**WORK TO BE COMPLETED**
The following listing has lines to check for the word "query"; give only the number of lines that contain it.

**TASK INPUT**
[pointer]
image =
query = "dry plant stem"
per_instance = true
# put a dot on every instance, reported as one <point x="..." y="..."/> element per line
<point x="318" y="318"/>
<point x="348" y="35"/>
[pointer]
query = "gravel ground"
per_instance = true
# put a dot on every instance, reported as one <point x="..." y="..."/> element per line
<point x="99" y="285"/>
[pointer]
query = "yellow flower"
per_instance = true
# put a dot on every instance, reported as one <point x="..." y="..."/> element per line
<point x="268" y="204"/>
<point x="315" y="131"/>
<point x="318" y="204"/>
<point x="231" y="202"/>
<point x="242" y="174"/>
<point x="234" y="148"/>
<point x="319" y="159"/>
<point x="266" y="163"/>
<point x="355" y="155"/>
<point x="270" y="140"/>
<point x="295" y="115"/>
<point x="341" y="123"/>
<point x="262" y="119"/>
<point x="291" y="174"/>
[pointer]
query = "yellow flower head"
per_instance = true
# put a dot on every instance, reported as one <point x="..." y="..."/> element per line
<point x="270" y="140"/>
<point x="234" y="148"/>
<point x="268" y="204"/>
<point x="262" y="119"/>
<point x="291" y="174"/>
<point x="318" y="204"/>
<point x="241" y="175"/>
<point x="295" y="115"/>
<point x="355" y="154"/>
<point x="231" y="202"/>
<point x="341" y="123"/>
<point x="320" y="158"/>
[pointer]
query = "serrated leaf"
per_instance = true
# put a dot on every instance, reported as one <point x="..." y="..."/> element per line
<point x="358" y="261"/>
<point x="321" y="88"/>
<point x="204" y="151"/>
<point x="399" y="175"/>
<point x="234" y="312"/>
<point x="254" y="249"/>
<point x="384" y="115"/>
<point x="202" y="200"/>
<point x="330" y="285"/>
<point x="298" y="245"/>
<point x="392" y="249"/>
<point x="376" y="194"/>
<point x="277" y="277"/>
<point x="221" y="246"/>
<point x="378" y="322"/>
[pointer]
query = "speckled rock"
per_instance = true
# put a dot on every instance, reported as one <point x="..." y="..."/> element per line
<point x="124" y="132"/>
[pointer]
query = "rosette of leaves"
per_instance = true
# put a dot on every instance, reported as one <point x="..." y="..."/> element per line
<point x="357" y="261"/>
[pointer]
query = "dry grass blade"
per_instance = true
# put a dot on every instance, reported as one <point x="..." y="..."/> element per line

**WRITTEN REPLY**
8